Recorded information =>
— begin —
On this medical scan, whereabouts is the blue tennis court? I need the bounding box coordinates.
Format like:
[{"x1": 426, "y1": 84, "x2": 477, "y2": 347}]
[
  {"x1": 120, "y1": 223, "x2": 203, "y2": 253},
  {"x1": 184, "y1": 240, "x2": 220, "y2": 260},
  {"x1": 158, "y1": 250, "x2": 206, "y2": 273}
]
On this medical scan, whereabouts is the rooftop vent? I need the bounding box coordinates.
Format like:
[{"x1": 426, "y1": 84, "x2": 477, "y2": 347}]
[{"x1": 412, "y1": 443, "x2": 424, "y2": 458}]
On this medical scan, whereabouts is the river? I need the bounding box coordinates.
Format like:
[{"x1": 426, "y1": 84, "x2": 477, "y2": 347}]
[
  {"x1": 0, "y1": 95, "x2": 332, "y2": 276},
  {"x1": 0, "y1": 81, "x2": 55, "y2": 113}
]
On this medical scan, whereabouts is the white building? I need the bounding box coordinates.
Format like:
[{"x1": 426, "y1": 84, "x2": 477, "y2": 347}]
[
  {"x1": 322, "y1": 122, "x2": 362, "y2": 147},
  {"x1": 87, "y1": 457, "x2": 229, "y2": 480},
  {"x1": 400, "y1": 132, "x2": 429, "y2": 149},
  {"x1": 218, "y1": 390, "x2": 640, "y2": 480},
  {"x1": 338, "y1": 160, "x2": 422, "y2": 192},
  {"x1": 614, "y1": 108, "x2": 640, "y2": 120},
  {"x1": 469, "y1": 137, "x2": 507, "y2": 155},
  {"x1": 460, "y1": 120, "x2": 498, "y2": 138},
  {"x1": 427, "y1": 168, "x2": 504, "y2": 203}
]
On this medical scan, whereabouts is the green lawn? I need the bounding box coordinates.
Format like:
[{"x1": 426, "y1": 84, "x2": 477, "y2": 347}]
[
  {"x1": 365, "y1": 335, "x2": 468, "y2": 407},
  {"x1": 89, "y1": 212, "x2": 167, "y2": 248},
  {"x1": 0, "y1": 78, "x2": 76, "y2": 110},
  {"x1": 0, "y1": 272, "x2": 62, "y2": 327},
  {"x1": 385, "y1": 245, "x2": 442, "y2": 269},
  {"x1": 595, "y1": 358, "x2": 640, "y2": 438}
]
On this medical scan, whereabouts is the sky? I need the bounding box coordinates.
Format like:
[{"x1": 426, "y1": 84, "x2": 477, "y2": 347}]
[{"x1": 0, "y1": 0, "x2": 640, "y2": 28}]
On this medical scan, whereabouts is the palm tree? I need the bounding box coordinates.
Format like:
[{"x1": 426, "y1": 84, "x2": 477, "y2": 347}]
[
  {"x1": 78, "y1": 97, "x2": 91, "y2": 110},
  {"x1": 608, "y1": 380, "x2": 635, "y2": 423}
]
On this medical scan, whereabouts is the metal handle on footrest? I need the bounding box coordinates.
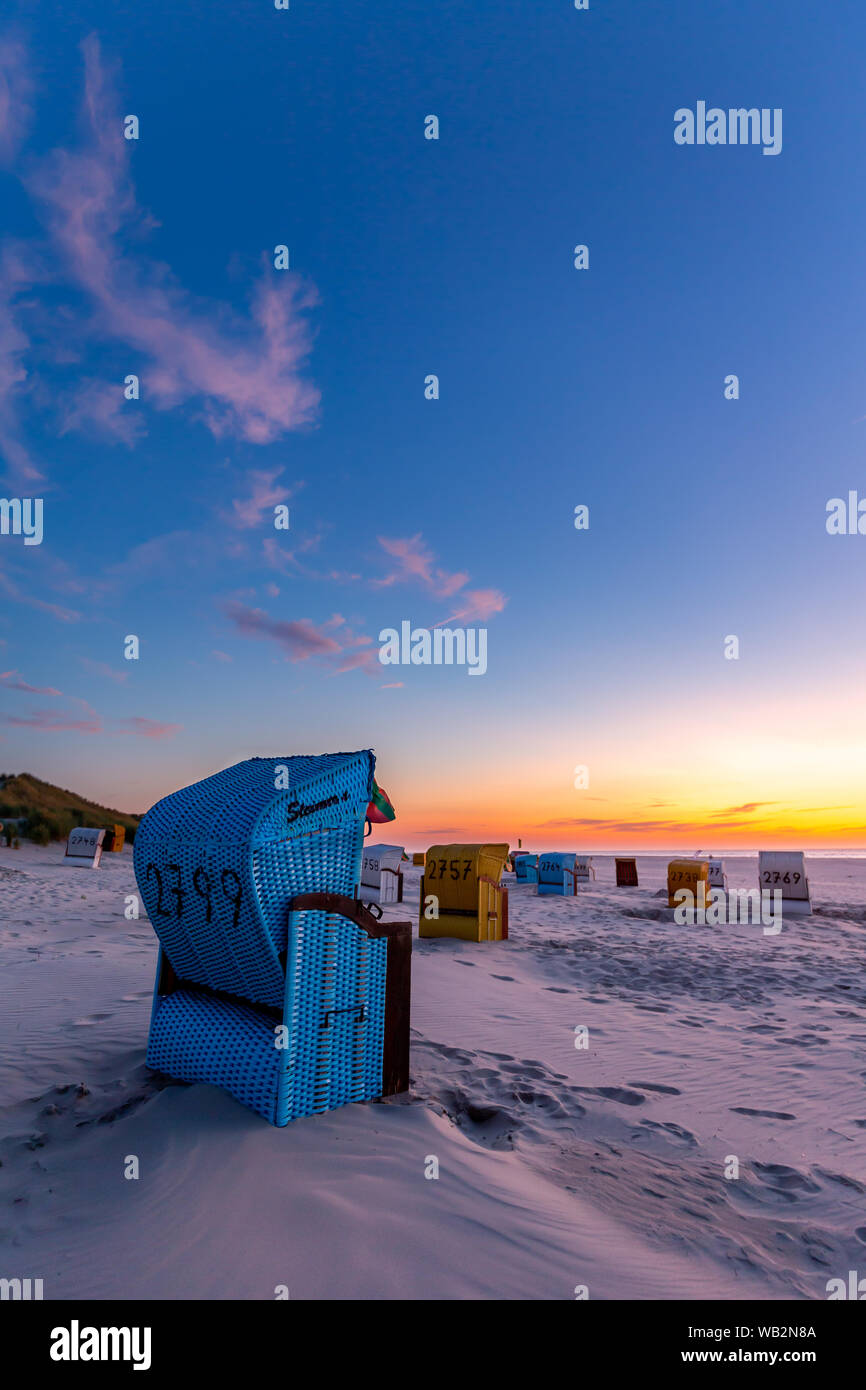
— end —
Requirements => Starting at the line that contains "On this medical scan, whereabouts is the palm" and continuing through the end of the records, write those lines out again with "whereabouts" changed to "where" and nothing else altered. Omit the pictures.

Task answer =>
On this medical scan, where is the palm tree? I need the bounding box coordinates.
Format like:
[{"x1": 426, "y1": 84, "x2": 477, "y2": 347}]
[
  {"x1": 78, "y1": 97, "x2": 91, "y2": 110},
  {"x1": 608, "y1": 380, "x2": 635, "y2": 423}
]
On this medical scan, where is the metal handle on footrest? I need the bounding box coordinates.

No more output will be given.